AIM OF THE TASK —
In the music reviews below, whose recent release does the reviewer worry could lose out to the Courtney Barnett and Kurt Vile collaboration?
━━ QUOTED TEXT ━━
The lines are blurring again. Obviously, the easy pigeonholing for Courtney Barnett & Kurt Vile is ‘Indie Darlings’ or ‘Alternative dream team’, but really they’re the pop stars we should have, we need to have. There just seems something perfectly matter-of-fact about this collaboration. It’s not ‘slacker’ as some would like to genre it, as Over Everything (Milk!) unfolds in its languid way. It’s the morning conversation at cross-purposes, deciding if you’ll make the coffee or encouraging yourself to putting pants on and actually going out for breakfast. It’s a nonchalance in the delivery that they’ve probably worked very hard at achieving. It then wanders off to opposite ends of the house as their distinctive guitar playing carries it to the fade. Actually, I do have an issue with this collaboration – as offhandedly terrific as the album this previews will likely be, you hope it won’t eat up the whole Milk! Records marketing budget at the expense of Jen Cloher’s towering recent release. Buy both.
Coming at the pop ideal from a very different direction, let us celebrate the ‘80s bubbling and yet still funky tone of Donny Benet. Konichiwa (DotDash/Remote Control) is smooth as a jar of Brylcreem – even if Donny needs a little less of that product as time goes on. Lounge music? Yes, if that’s a sofa from Keith Lord or Franco Cozzo circa 1992, which your grandma would never take the plastic off. Even as the obligatory smoky sax solo kicks in while multiple Donnys wander through like extras in a Miami Vice drug raid scene, you have to consider that it’s a finely honed work, no matter how much tongue is in how much cheek.
━━━
━━ SUPPLIED ENTRIES ━━
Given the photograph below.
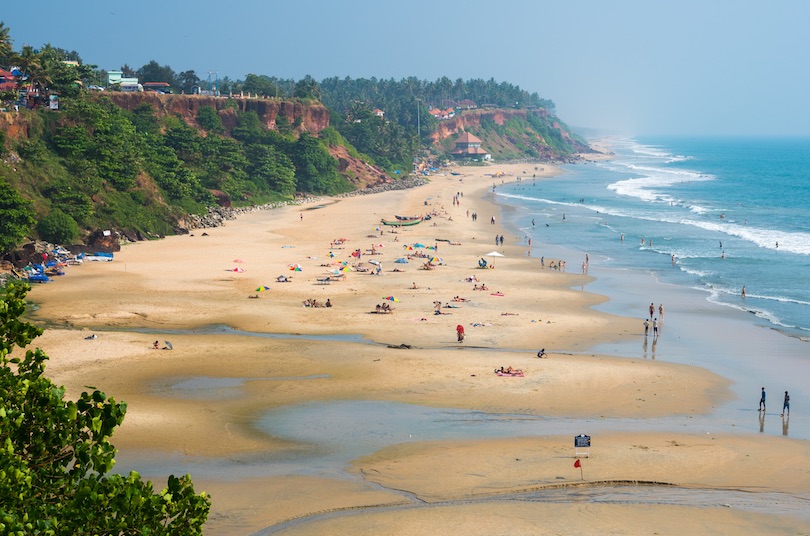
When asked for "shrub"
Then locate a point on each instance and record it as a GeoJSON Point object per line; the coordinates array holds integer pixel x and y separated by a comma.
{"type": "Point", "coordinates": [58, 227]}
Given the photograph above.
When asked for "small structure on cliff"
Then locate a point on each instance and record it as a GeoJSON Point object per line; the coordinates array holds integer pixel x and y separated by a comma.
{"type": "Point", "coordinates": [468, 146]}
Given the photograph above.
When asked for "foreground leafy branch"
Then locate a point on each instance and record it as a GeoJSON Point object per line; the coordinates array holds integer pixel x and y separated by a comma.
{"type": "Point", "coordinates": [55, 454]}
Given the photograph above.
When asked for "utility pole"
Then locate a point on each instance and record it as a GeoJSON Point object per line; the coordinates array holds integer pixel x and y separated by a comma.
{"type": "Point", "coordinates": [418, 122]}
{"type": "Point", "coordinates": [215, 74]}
━━━
RESPONSE TO THE EXERCISE —
Jen Cloher's.